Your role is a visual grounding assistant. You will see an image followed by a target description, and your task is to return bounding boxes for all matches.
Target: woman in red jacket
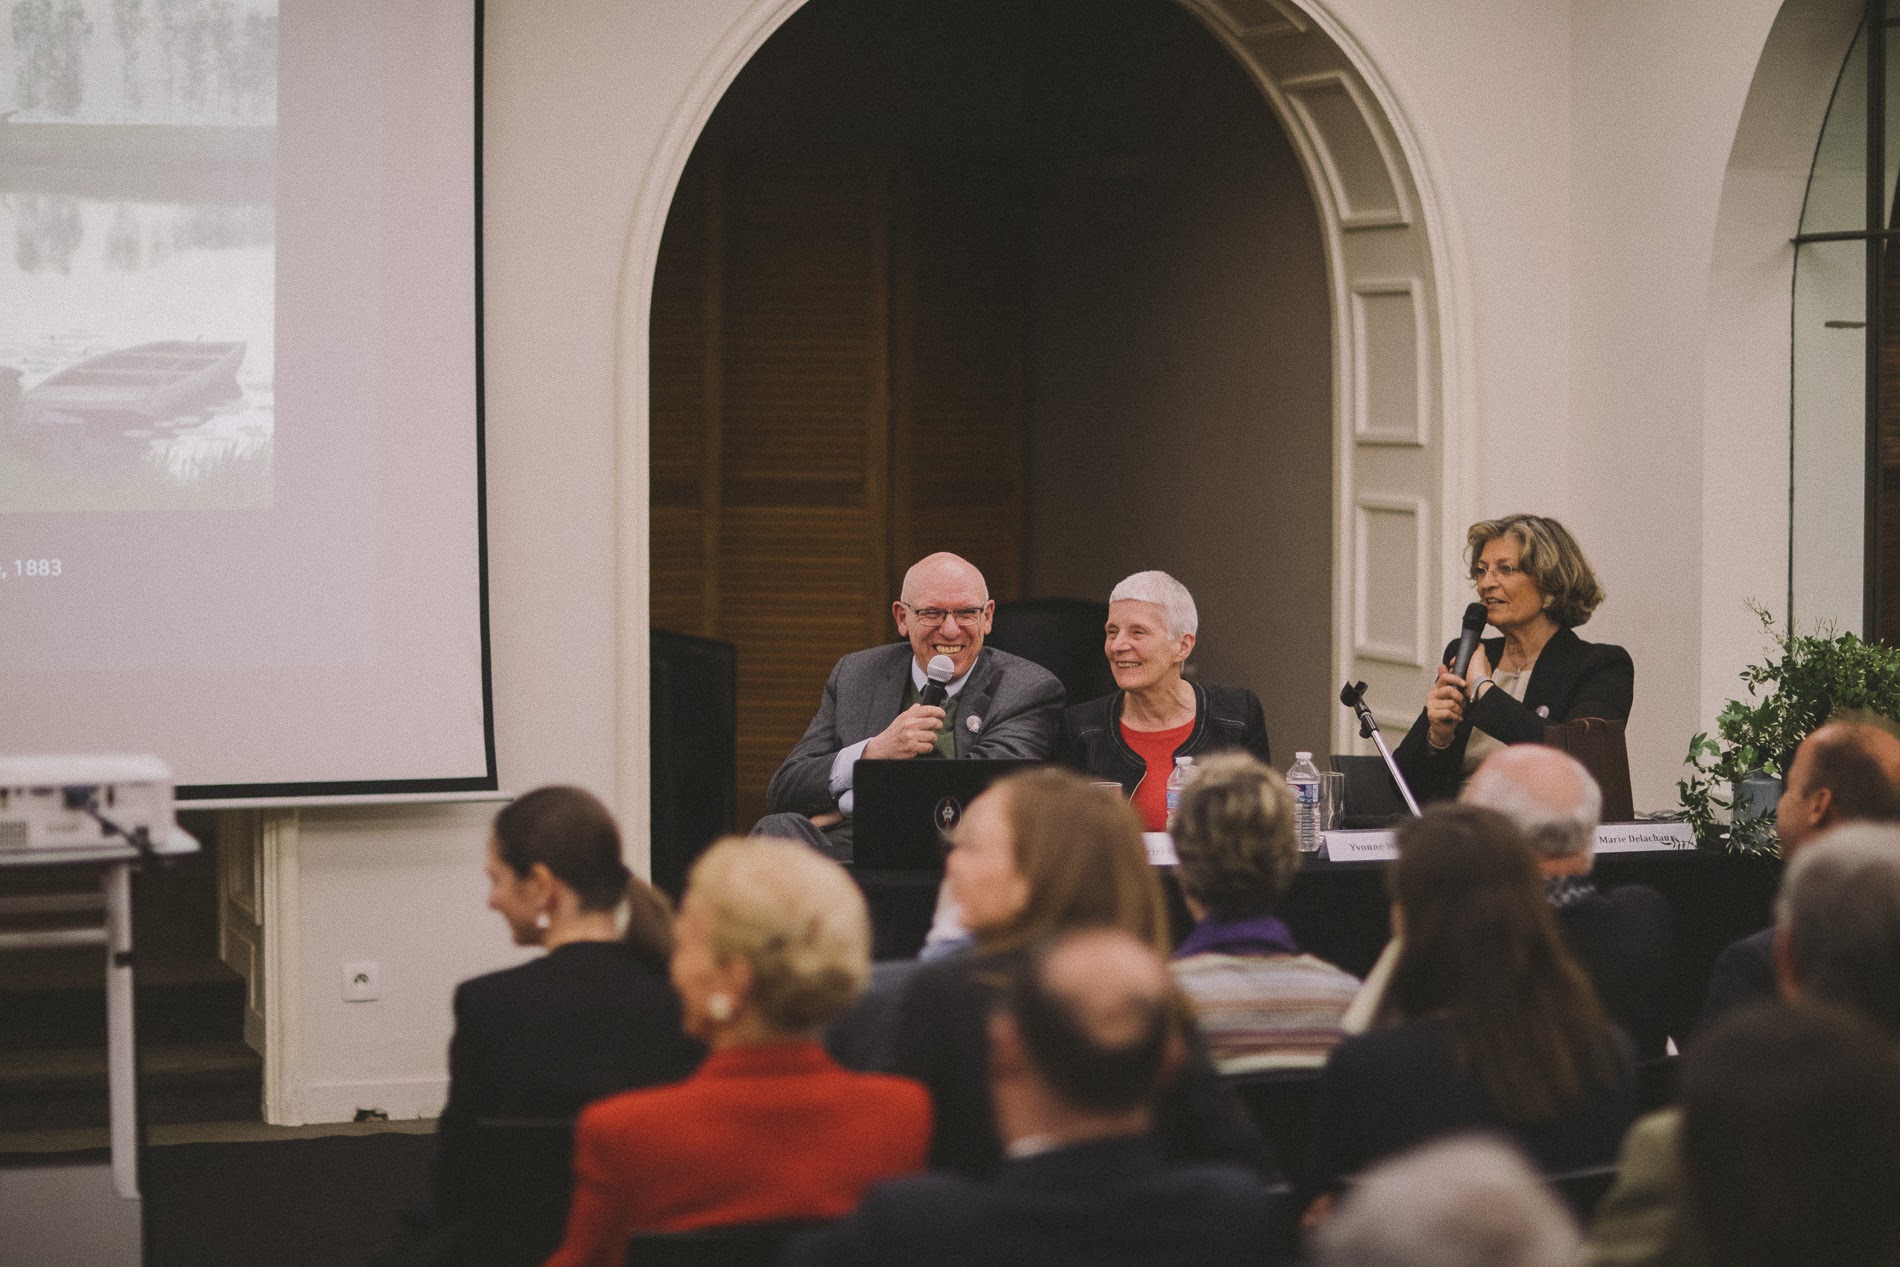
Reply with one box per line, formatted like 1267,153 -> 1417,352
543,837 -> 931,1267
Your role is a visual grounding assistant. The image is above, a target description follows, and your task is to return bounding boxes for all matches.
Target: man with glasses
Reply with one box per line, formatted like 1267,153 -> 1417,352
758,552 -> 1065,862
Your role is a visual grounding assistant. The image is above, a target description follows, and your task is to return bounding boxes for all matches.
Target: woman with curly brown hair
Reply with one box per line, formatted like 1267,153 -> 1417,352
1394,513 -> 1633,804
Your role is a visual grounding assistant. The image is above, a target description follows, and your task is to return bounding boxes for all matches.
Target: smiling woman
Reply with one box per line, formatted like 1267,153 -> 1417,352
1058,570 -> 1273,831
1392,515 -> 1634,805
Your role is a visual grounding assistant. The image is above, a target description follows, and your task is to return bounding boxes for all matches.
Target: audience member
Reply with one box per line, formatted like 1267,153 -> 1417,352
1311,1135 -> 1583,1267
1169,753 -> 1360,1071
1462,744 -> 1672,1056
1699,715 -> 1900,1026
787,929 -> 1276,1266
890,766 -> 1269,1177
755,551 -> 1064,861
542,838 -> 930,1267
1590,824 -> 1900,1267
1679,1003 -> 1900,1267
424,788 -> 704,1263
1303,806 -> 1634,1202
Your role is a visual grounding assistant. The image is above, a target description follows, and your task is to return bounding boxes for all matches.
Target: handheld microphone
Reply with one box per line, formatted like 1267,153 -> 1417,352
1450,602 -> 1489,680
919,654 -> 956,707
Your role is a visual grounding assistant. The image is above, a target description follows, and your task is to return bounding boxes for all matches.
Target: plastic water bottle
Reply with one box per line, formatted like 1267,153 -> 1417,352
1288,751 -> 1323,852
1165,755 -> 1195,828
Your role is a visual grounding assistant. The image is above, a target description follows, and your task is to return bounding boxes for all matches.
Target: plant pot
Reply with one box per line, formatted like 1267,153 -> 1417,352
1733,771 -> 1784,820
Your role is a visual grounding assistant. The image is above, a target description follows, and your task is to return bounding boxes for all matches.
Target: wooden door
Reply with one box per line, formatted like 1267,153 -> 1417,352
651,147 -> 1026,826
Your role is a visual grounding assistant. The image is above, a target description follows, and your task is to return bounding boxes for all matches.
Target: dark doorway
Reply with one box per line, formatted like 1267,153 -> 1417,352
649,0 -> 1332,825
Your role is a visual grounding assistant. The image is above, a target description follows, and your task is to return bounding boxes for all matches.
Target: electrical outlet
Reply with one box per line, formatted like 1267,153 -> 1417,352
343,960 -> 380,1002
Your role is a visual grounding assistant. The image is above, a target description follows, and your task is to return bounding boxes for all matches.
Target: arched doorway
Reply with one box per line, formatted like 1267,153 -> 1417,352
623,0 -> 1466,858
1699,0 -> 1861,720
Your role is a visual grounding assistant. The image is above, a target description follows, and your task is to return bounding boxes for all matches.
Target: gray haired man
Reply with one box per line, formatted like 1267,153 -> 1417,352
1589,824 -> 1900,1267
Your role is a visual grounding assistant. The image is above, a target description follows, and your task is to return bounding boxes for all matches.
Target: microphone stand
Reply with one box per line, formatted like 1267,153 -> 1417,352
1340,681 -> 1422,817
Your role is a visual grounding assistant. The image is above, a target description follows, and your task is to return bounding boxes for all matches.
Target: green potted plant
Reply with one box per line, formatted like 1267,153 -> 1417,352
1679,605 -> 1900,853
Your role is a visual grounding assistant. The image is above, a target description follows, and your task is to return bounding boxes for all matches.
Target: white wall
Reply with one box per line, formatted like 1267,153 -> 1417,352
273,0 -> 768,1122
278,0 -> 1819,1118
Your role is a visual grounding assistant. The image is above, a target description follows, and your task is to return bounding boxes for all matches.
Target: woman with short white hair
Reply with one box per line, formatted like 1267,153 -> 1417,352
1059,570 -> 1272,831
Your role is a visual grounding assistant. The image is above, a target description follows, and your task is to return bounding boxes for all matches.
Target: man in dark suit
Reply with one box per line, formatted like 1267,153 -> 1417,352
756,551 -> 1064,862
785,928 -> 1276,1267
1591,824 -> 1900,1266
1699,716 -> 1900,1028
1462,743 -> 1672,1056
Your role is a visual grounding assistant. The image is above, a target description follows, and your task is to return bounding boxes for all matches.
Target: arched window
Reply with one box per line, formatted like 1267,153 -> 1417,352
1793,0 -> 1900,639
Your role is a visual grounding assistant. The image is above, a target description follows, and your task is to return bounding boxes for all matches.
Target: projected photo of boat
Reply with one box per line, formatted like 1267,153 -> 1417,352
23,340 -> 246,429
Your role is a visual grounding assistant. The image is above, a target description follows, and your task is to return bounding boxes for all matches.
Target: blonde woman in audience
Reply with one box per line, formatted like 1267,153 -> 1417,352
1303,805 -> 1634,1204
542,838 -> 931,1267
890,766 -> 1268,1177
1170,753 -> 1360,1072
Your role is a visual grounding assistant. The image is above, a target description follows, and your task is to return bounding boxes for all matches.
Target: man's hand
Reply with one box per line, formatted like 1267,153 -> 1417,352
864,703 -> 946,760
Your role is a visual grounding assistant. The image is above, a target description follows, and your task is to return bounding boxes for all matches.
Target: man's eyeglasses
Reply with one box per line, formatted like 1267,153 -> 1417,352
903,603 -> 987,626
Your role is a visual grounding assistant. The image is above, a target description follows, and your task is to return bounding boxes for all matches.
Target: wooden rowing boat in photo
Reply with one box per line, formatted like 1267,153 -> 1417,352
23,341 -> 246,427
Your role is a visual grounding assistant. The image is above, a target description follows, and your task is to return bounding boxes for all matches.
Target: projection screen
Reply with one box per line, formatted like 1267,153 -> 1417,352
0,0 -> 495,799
--
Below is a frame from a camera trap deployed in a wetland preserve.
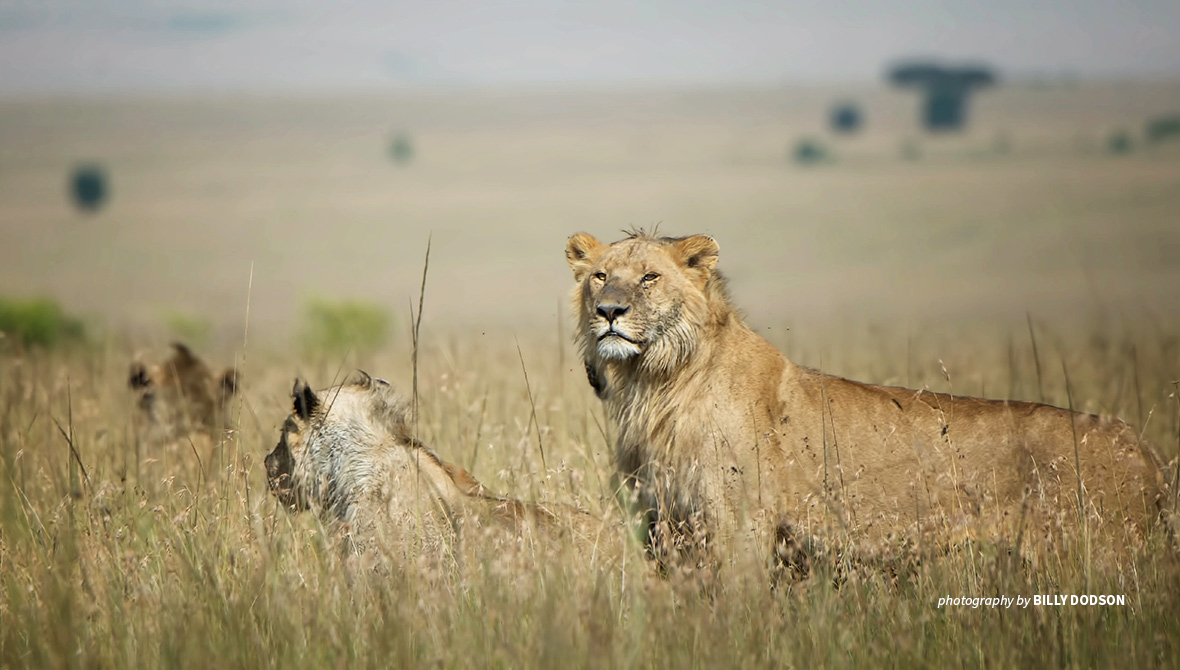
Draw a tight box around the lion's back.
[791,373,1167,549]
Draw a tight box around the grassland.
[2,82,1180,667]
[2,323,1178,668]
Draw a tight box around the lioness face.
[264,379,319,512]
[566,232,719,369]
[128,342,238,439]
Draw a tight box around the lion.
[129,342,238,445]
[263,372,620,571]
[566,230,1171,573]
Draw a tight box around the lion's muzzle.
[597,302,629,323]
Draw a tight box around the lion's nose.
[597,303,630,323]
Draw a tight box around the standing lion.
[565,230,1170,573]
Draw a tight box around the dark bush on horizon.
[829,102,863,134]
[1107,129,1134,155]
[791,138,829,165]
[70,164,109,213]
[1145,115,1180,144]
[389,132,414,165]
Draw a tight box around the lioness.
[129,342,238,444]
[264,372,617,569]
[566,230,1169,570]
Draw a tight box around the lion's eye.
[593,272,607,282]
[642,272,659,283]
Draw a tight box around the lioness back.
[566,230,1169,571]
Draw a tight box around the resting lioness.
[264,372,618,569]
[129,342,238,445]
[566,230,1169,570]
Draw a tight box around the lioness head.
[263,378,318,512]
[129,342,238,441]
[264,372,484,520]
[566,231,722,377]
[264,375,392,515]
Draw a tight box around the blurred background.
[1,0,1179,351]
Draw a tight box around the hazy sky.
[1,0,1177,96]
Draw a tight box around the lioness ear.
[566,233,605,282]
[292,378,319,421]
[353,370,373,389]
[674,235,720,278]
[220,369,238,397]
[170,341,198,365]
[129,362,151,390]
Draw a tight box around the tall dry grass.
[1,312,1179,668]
---
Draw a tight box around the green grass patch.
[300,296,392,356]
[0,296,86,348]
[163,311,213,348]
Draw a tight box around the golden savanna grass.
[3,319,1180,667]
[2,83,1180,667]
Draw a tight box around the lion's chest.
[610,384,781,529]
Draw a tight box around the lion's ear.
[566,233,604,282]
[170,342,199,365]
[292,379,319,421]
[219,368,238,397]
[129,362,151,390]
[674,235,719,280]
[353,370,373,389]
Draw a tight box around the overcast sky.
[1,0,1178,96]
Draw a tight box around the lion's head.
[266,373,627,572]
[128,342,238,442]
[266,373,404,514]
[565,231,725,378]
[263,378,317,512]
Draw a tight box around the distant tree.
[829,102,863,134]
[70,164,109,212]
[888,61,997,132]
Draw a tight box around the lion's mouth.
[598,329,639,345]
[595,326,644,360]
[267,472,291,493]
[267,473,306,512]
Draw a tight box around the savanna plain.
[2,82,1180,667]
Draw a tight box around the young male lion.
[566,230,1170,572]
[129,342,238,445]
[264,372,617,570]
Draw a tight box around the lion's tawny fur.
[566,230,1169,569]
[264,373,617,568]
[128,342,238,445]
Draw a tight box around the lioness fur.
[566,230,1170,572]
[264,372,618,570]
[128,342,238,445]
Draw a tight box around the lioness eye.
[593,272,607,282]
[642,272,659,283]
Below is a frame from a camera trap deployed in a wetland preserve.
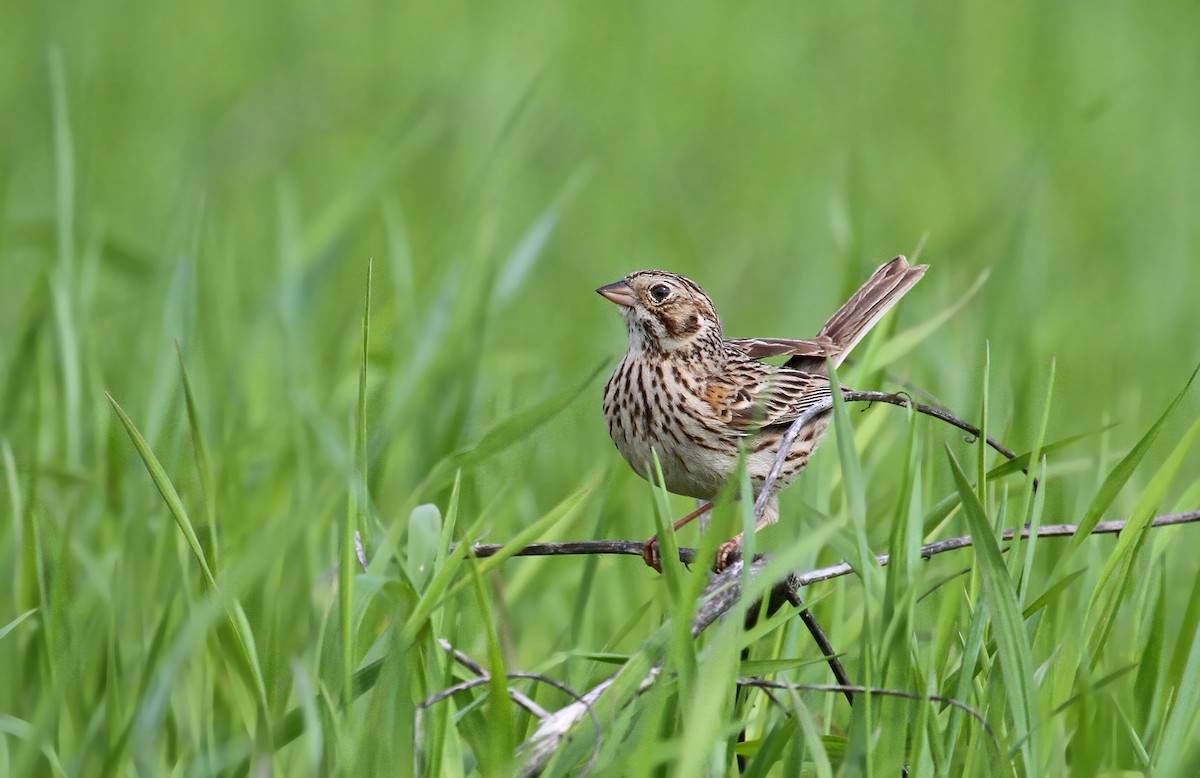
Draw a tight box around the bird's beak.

About this exercise → In the data above, tally the lines that contain the string "wooden" and give that figure alone.

Solution below → 2